Stored data

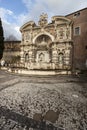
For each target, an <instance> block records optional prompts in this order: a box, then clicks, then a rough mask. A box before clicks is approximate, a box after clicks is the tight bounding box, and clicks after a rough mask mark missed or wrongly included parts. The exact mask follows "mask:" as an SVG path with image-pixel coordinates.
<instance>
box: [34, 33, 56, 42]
mask: <svg viewBox="0 0 87 130" xmlns="http://www.w3.org/2000/svg"><path fill="white" fill-rule="evenodd" d="M41 35H47V36H49V37H50V39H51V40H52V42H53V41H54V36H53V35H51V34H49V33H48V32H41V33H39V34H38V35H37V36H36V37H34V39H33V43H34V44H35V41H36V39H37V38H38V37H39V36H41Z"/></svg>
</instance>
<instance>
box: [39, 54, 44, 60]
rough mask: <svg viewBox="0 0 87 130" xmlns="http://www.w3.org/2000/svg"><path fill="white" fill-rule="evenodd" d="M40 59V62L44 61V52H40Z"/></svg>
mask: <svg viewBox="0 0 87 130" xmlns="http://www.w3.org/2000/svg"><path fill="white" fill-rule="evenodd" d="M39 61H40V62H43V61H44V54H43V53H40V54H39Z"/></svg>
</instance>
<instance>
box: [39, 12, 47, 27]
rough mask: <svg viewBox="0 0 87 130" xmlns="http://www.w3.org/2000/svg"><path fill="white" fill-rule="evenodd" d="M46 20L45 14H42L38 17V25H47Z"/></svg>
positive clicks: (46, 15)
mask: <svg viewBox="0 0 87 130" xmlns="http://www.w3.org/2000/svg"><path fill="white" fill-rule="evenodd" d="M47 18H48V16H47V14H44V13H42V15H40V20H39V22H38V24H39V25H40V26H42V27H43V26H44V25H46V24H47Z"/></svg>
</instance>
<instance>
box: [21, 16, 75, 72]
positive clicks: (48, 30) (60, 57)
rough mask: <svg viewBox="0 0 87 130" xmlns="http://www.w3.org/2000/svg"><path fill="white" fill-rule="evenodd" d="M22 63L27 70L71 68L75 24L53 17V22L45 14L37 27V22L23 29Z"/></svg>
mask: <svg viewBox="0 0 87 130" xmlns="http://www.w3.org/2000/svg"><path fill="white" fill-rule="evenodd" d="M20 31H21V33H22V42H21V62H22V63H24V64H25V66H26V67H27V68H28V69H30V70H31V69H34V70H35V69H36V70H37V69H39V70H40V69H43V70H56V69H57V70H58V69H59V70H66V69H67V70H71V69H72V52H73V42H72V21H71V20H70V19H68V18H66V17H62V16H60V17H59V16H53V17H52V21H51V23H48V21H47V14H42V15H41V16H40V19H39V21H38V25H36V24H35V22H34V21H30V22H28V23H26V24H24V25H23V26H22V27H21V29H20Z"/></svg>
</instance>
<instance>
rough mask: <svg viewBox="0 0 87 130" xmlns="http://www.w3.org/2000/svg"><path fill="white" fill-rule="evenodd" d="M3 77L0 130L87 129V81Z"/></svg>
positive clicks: (68, 76) (22, 77)
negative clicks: (31, 129) (16, 80)
mask: <svg viewBox="0 0 87 130" xmlns="http://www.w3.org/2000/svg"><path fill="white" fill-rule="evenodd" d="M1 74H2V75H1V76H0V82H1V84H0V87H2V86H3V89H2V90H1V91H0V129H2V130H4V129H5V127H7V129H9V130H10V128H12V129H13V130H19V129H21V130H22V129H25V130H27V129H29V128H34V129H35V130H36V129H39V128H42V126H43V128H44V130H48V127H49V128H50V130H51V129H52V130H54V128H55V129H56V130H57V128H58V130H59V128H60V129H61V130H63V129H64V128H65V130H85V129H87V91H86V90H87V87H86V86H87V77H79V78H77V77H71V76H56V77H55V76H49V77H48V76H46V77H40V76H38V77H24V76H22V77H20V76H14V75H9V74H7V73H4V72H1ZM7 77H8V78H7ZM14 78H15V80H14V82H15V83H14V82H13V81H12V79H14ZM8 79H9V84H7V88H6V84H5V83H6V82H7V81H8ZM16 79H18V82H16ZM79 79H80V81H79ZM2 81H4V82H2ZM11 83H12V84H11ZM4 84H5V86H4ZM1 85H2V86H1ZM40 130H41V129H40Z"/></svg>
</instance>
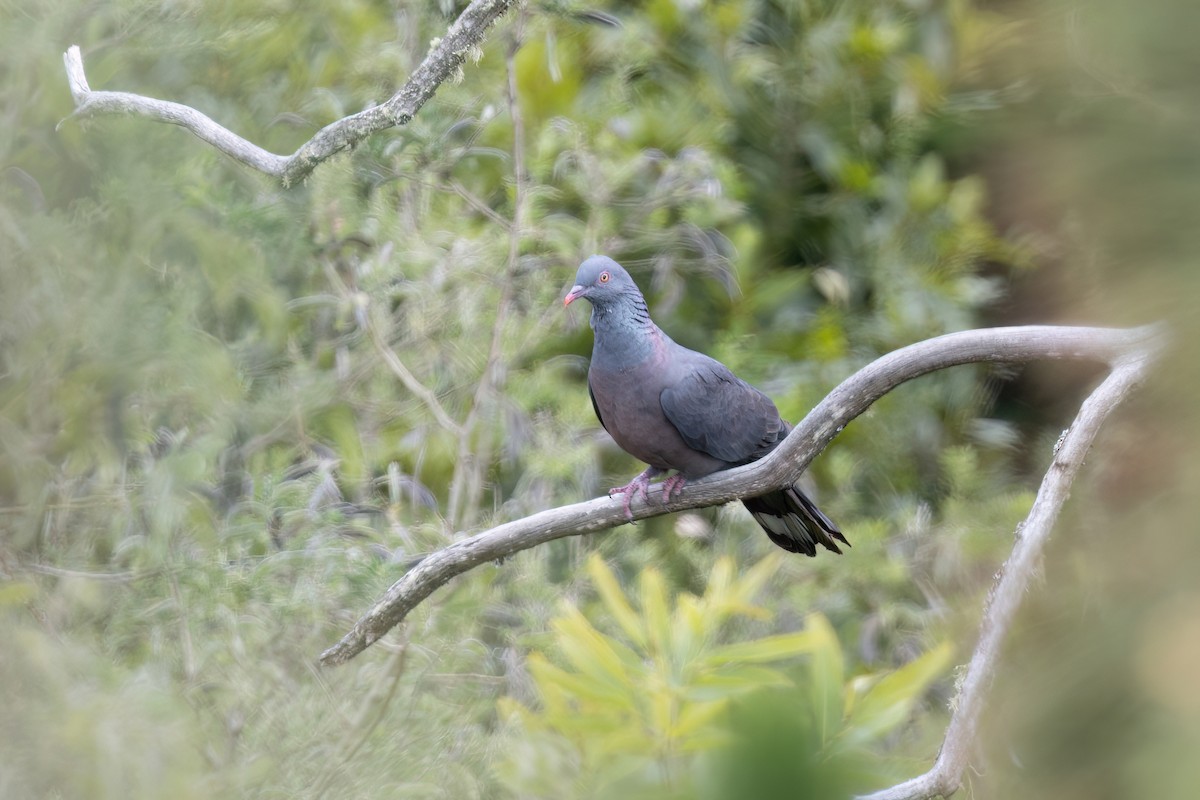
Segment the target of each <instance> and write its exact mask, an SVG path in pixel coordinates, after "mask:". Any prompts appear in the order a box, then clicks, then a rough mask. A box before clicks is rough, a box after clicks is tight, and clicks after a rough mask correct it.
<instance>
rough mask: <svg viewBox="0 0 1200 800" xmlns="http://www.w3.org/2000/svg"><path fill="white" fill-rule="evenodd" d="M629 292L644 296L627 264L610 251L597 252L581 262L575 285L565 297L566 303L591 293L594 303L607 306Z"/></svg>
mask: <svg viewBox="0 0 1200 800" xmlns="http://www.w3.org/2000/svg"><path fill="white" fill-rule="evenodd" d="M629 296H634V297H637V299H641V296H642V293H641V291H640V290H638V289H637V284H636V283H634V278H631V277H629V272H626V271H625V267H623V266H622V265H620V264H618V263H617V261H614V260H612V259H611V258H608V257H607V255H593V257H592V258H588V259H587V260H584V261H583V263H582V264H580V271H578V272H576V273H575V285H574V287H571V290H570V291H568V293H566V296H565V297H563V305H564V306H570V305H571V303H572V302H574V301H576V300H578V299H580V297H587V299H588V301H589V302H590V303H592V305H593V306H594V307H604V306H608V305H611V303H614V302H618V301H619V300H620V299H622V297H629Z"/></svg>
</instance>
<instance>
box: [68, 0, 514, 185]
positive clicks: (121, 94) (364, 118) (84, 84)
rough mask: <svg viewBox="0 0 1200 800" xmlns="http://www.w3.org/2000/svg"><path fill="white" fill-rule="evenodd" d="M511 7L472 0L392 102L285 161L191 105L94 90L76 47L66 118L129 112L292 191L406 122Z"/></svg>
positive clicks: (491, 2)
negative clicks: (361, 147) (69, 113)
mask: <svg viewBox="0 0 1200 800" xmlns="http://www.w3.org/2000/svg"><path fill="white" fill-rule="evenodd" d="M514 2H515V0H474V1H473V2H472V4H470V5H469V6H467V7H466V8H464V10H463V12H462V13H461V14H460V16H458V18H457V19H456V20H455V22H454V24H452V25H450V29H449V30H446V34H445V36H443V37H442V38H440V40H436V41H434V43H433V46H432V48H431V49H430V52H428V54H427V55H426V56H425V60H424V61H421V64H420V66H418V67H416V70H415V71H414V72H413V74H412V76H409V78H408V80H407V82H406V83H404V85H403V86H401V88H400V91H397V92H396V94H395V95H392V96H391V98H390V100H388V101H386V102H384V103H383V104H380V106H373V107H371V108H368V109H366V110H362V112H359V113H358V114H352V115H350V116H346V118H343V119H340V120H337V121H336V122H332V124H330V125H326V126H325V127H323V128H322V130H320V131H318V132H317V134H316V136H313V138H312V139H310V140H308V142H306V143H305V144H304V145H301V146H300V149H299V150H296V151H295V152H294V154H292V155H290V156H280V155H276V154H272V152H268V151H266V150H264V149H262V148H259V146H258V145H256V144H253V143H252V142H248V140H247V139H244V138H241V137H240V136H238V134H236V133H233V132H232V131H229V130H228V128H226V127H222V126H221V125H218V124H216V122H215V121H212V119H210V118H209V116H206V115H204V114H202V113H200V112H198V110H196V109H194V108H191V107H190V106H184V104H181V103H173V102H169V101H163V100H154V98H151V97H144V96H142V95H133V94H130V92H124V91H92V90H91V88H90V86H89V85H88V77H86V76H85V74H84V71H83V55H82V54H80V52H79V47H78V46H76V44H72V46H71V47H70V48H68V49H67V52H66V53H65V54H64V55H62V62H64V65H65V66H66V71H67V83H68V84H70V85H71V96H72V97H73V98H74V103H76V110H74V113H73V114H72V115H71V116H78V118H88V116H98V115H102V114H134V115H138V116H145V118H148V119H151V120H156V121H158V122H169V124H172V125H180V126H182V127H185V128H187V130H188V131H191V132H192V133H194V134H196V136H198V137H199V138H200V139H204V140H205V142H208V143H209V144H211V145H212V146H214V148H216V149H217V150H221V151H222V152H224V154H226V155H228V156H230V157H233V158H235V160H238V161H240V162H241V163H244V164H246V166H247V167H251V168H253V169H257V170H259V172H262V173H266V174H268V175H270V176H272V178H277V179H280V182H282V184H283V186H286V187H287V186H293V185H295V184H296V182H298V181H301V180H304V179H305V178H307V176H308V174H310V173H312V170H313V169H316V168H317V164H319V163H322V162H323V161H325V160H328V158H329V157H330V156H332V155H334V154H336V152H341V151H342V150H346V149H348V148H353V146H354V145H355V144H358V143H359V142H361V140H362V139H365V138H366V137H368V136H371V134H372V133H377V132H379V131H383V130H385V128H390V127H395V126H400V125H407V124H408V122H409V121H410V120H412V119H413V116H415V115H416V112H419V110H420V109H421V107H422V106H424V104H425V102H426V101H427V100H428V98H430V97H432V96H433V92H436V91H437V90H438V86H440V85H442V83H443V82H444V80H445V79H446V78H449V77H451V76H452V74H455V73H456V72H457V71H458V68H460V67H461V66H462V65H463V61H466V59H467V55H468V54H469V53H470V52H472V50H473V49H474V48H476V47H479V44H480V43H481V42H482V41H484V35H485V34H486V32H487V29H488V28H490V26H491V25H492V23H494V22H496V20H497V19H498V18H499V17H500V16H502V14H504V12H506V11H508V10H509V8H511V7H512V5H514ZM68 119H70V118H68ZM60 125H61V124H60Z"/></svg>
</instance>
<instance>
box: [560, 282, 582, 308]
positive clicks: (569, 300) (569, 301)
mask: <svg viewBox="0 0 1200 800" xmlns="http://www.w3.org/2000/svg"><path fill="white" fill-rule="evenodd" d="M582 295H583V287H581V285H578V284H576V285H574V287H571V290H570V291H568V293H566V296H565V297H563V307H564V308H565V307H566V306H570V305H571V303H572V302H574V301H576V300H578V299H580V297H581V296H582Z"/></svg>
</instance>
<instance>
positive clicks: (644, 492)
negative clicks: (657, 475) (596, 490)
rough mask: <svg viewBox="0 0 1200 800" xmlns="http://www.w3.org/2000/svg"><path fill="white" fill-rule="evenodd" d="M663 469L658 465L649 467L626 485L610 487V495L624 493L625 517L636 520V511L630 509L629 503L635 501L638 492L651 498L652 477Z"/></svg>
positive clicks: (611, 495) (656, 474)
mask: <svg viewBox="0 0 1200 800" xmlns="http://www.w3.org/2000/svg"><path fill="white" fill-rule="evenodd" d="M661 471H662V470H661V469H659V468H658V467H647V468H646V469H644V470H643V471H642V474H641V475H638V476H637V477H635V479H634V480H631V481H630V482H629V483H626V485H625V486H616V487H613V488H611V489H608V497H612V495H614V494H624V495H625V498H624V499H623V500H622V507H623V509H624V510H625V519H629V521H630V522H632V521H634V512H632V511H630V510H629V505H630V504H631V503H632V501H634V498H636V497H637V495H638V494H641V495H642V497H643V498H646V499H647V500H649V494H648V493H649V488H650V479H652V477H654V476H655V475H658V474H660V473H661Z"/></svg>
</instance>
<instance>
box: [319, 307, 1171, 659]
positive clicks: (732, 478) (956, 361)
mask: <svg viewBox="0 0 1200 800" xmlns="http://www.w3.org/2000/svg"><path fill="white" fill-rule="evenodd" d="M1159 338H1160V331H1159V330H1158V327H1157V326H1146V327H1138V329H1130V330H1118V329H1103V327H1054V326H1043V325H1028V326H1020V327H994V329H985V330H976V331H961V332H958V333H948V335H946V336H940V337H936V338H932V339H928V341H925V342H919V343H917V344H912V345H908V347H906V348H902V349H900V350H896V351H894V353H890V354H888V355H886V356H883V357H881V359H878V360H876V361H874V362H871V363H869V365H868V366H865V367H863V368H862V369H859V371H858V372H857V373H854V374H853V375H851V377H850V378H847V379H846V380H844V381H842V383H841V384H840V385H839V386H838V387H836V389H834V390H833V391H832V392H829V395H828V396H826V398H824V399H823V401H822V402H821V403H820V404H818V405H817V407H816V408H815V409H812V411H810V413H809V414H808V416H805V417H804V420H802V421H800V422H799V425H797V426H796V428H794V429H793V431H792V433H791V434H790V435H788V437H787V439H785V440H784V443H782V444H781V445H780V446H779V447H776V449H775V450H774V451H773V452H772V453H770V455H768V456H767V457H766V458H763V459H762V461H760V462H756V463H754V464H749V465H746V467H739V468H737V469H731V470H727V471H722V473H716V474H714V475H710V476H708V477H704V479H701V480H698V481H695V482H689V483H688V486H686V487H685V488H684V489H683V492H682V493H679V494H678V495H676V497H674V498H673V499H671V500H670V501H667V503H664V501H662V498H661V494H660V493H658V492H655V495H654V498H653V499H643V498H637V499H635V500H634V501H632V504H631V506H630V511H631V513H632V517H634V519H643V518H646V517H653V516H658V515H661V513H667V512H672V511H683V510H685V509H696V507H702V506H712V505H718V504H721V503H728V501H731V500H736V499H739V498H743V497H754V495H757V494H763V493H764V492H769V491H772V489H774V488H778V487H781V486H785V485H787V483H791V482H793V481H796V480H797V479H798V477H799V475H800V473H803V471H804V469H805V468H806V467H808V465H809V463H810V462H811V461H812V458H815V457H816V455H817V453H820V452H821V451H822V450H823V449H824V447H826V446H827V445H828V444H829V443H830V441H832V440H833V439H834V437H836V435H838V433H840V432H841V429H842V428H844V427H845V426H846V425H847V423H850V421H851V420H853V419H854V417H857V416H858V415H859V414H862V413H863V411H865V410H866V409H868V408H870V405H871V404H872V403H874V402H875V401H877V399H878V398H880V397H882V396H883V395H886V393H887V392H889V391H890V390H893V389H895V387H896V386H899V385H900V384H901V383H904V381H906V380H911V379H913V378H918V377H920V375H924V374H926V373H930V372H935V371H937V369H944V368H947V367H953V366H958V365H964V363H979V362H995V363H1022V362H1027V361H1034V360H1038V359H1084V360H1091V361H1099V362H1103V363H1109V365H1117V363H1121V362H1122V359H1126V357H1129V355H1130V354H1135V353H1142V351H1145V350H1147V349H1151V348H1157V347H1158V339H1159ZM625 522H626V518H625V515H624V513H623V511H622V504H620V501H619V500H616V499H612V498H598V499H595V500H589V501H587V503H577V504H574V505H569V506H562V507H558V509H551V510H548V511H542V512H540V513H535V515H533V516H529V517H526V518H523V519H517V521H515V522H508V523H504V524H502V525H497V527H496V528H492V529H491V530H487V531H484V533H481V534H478V535H475V536H472V537H470V539H466V540H462V541H458V542H455V543H452V545H450V546H448V547H445V548H443V549H440V551H438V552H436V553H433V554H431V555H430V557H427V558H426V559H424V560H422V561H421V563H420V564H419V565H416V566H415V567H414V569H412V570H410V571H409V572H408V573H406V575H404V576H403V577H401V578H400V581H397V582H396V583H394V584H392V585H391V587H390V588H389V589H388V590H386V591H385V593H384V595H383V597H380V599H379V601H378V602H377V603H376V604H374V607H372V608H371V609H370V610H368V612H367V613H366V614H364V615H362V618H361V619H359V621H358V622H356V624H355V626H354V628H353V630H352V631H350V632H348V633H347V634H346V636H344V637H342V640H341V642H338V643H337V644H335V645H334V646H331V648H329V649H328V650H325V652H323V654H322V656H320V660H322V662H323V663H325V664H337V663H343V662H346V661H348V660H349V658H353V657H354V656H355V655H358V654H359V652H361V651H362V650H364V649H366V648H367V646H370V645H371V643H373V642H376V640H377V639H379V637H382V636H383V634H384V633H386V632H388V631H389V630H391V627H392V626H395V625H397V624H398V622H400V621H401V620H403V619H404V616H406V615H407V614H408V612H410V610H412V609H413V608H415V607H416V606H418V604H419V603H420V602H421V601H424V600H425V599H426V597H428V596H430V594H432V593H433V590H434V589H437V588H438V587H442V585H444V584H445V583H446V582H449V581H450V579H452V578H454V577H456V576H458V575H462V573H463V572H467V571H468V570H472V569H473V567H475V566H479V565H481V564H486V563H488V561H494V560H497V559H503V558H505V557H509V555H512V554H514V553H518V552H521V551H523V549H528V548H530V547H535V546H538V545H542V543H545V542H548V541H553V540H556V539H562V537H564V536H578V535H582V534H589V533H594V531H598V530H606V529H608V528H613V527H616V525H619V524H623V523H625Z"/></svg>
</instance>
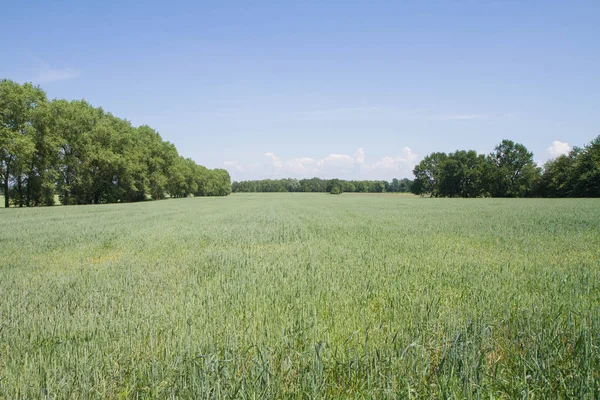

Task to carry out — Gather every line from the records above that contains the word "negative".

Result for this task —
negative clicks: (31, 129) (16, 80)
negative clicks: (361, 147) (69, 113)
negative clicks: (657, 475) (596, 490)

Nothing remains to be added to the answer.